Aim
Here are some records; return them all exactly.

-------- Dataset excerpts --------

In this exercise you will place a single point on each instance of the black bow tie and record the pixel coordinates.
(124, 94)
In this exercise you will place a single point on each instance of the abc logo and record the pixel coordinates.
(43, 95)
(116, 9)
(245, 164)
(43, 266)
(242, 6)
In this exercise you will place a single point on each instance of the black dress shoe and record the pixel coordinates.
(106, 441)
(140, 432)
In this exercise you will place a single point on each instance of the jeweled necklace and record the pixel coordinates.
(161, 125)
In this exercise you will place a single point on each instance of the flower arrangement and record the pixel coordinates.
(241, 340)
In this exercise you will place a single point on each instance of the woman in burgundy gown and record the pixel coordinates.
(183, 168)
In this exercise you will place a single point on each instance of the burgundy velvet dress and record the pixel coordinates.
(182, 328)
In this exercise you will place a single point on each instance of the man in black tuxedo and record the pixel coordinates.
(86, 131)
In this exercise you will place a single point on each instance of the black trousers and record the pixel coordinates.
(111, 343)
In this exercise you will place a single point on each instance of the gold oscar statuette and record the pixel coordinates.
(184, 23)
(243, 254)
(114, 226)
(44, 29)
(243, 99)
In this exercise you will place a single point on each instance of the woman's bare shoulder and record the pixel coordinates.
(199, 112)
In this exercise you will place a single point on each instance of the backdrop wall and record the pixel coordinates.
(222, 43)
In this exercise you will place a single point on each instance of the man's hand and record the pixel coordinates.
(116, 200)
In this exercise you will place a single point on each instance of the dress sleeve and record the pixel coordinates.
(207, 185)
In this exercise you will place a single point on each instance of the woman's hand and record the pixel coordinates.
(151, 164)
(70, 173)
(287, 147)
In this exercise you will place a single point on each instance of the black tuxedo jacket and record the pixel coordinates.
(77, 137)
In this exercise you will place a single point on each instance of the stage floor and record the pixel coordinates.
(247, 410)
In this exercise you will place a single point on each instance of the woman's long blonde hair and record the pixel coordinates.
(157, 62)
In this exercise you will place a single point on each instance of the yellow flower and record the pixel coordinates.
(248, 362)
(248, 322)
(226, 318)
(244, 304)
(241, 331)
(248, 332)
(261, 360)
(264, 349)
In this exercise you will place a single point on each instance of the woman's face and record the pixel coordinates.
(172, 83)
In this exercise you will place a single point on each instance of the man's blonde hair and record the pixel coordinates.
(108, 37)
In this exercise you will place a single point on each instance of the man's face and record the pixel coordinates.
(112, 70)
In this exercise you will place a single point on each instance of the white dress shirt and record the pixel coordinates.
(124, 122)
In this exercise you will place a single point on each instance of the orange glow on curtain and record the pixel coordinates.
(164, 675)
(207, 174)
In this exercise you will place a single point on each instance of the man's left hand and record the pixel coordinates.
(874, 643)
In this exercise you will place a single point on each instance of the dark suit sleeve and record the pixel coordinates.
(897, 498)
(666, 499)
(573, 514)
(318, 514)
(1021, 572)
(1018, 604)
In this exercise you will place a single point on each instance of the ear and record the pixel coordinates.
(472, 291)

--------

Result of the exercise
In this exercise you will place a single point on each instance of the black bow tie and record the pixel coordinates.
(124, 94)
In this exercise you will place a single point on each instance of the abc logo and record the pixel coordinates.
(43, 95)
(116, 9)
(245, 164)
(43, 266)
(242, 6)
In this exercise you will place a single point on each instance of the black dress shoe and record the pixel coordinates.
(106, 441)
(140, 432)
In this exercise you will place a single point on each instance of the jeweled necklace and record the pixel coordinates.
(161, 125)
In this exercise you will place a single point on each instance of the flower arrangement and record the pixel coordinates.
(241, 340)
In this exercise you will place a single point on each instance of the woman in burgundy gown and record the pixel coordinates.
(183, 168)
In this exercise you will place a single point on each instance of the burgundy velvet dress and record the pixel coordinates.
(182, 328)
In this exercise you will place a single point on each instance of the man in black tuxedo and record the pixel coordinates.
(86, 131)
In this exercise you will place a single point on each instance of the black trousers and record the pixel coordinates.
(111, 343)
In this exercise you will place a single point on each instance of the gold oscar statuette and record the pixel coordinates.
(184, 23)
(243, 254)
(114, 226)
(44, 29)
(243, 99)
In this exercise you will place a single point on each instance of the woman's bare shoulder and record the pixel coordinates.
(199, 112)
In this exercise you will place a single point on each instance of the backdrop wall and record the pixel coordinates.
(222, 43)
In this exercise you will place a single point on each instance of the man's hand and record the pixel coordinates.
(116, 200)
In this exercise you will place a single point on each instance of the dress sleeve and record the pixel coordinates.
(207, 185)
In this exercise you will place a single point on each instance of the woman's hand and record the pixel coordinates.
(151, 164)
(70, 173)
(287, 147)
In this exercise you will place a single point on each instance of the black tuxedo jacket and record the pixel coordinates.
(77, 137)
In this exercise you will place a single point on each instance of the stage floor and record the pixel coordinates.
(247, 410)
In this exercise you will place a single point on each instance of the woman's long blonde hair and record the pixel coordinates.
(157, 62)
In this exercise you will place a single point on each instance of the yellow flower and record the pixel coordinates.
(248, 362)
(248, 322)
(226, 318)
(244, 304)
(241, 331)
(248, 332)
(261, 360)
(264, 349)
In this exercise you will place a single point on each instance of the woman's face and record the pixel coordinates.
(172, 83)
In this exercise you will place a single point on each instance of the man's blonde hair and record the pixel coordinates.
(108, 37)
In this exercise you will place a single point on each instance of the man's face and record the pixel coordinates.
(112, 70)
In this exercise you will place a single point on each instance of the white dress shirt and record the pixel coordinates.
(124, 122)
In this exercise you will place a single point on each instance of the orange glow on curtain and record the pixel coordinates.
(164, 675)
(207, 174)
In this exercise you will place a single point on each instance of the man's left hand and record the pixel coordinates.
(874, 643)
In this exercise you will place a single point on each instance of the dark suit sleeve and record the pixel coordinates.
(897, 498)
(666, 499)
(573, 514)
(318, 514)
(1021, 572)
(1018, 604)
In this exercise you will place a single point on each instance of the ear and record the pixel coordinates.
(472, 291)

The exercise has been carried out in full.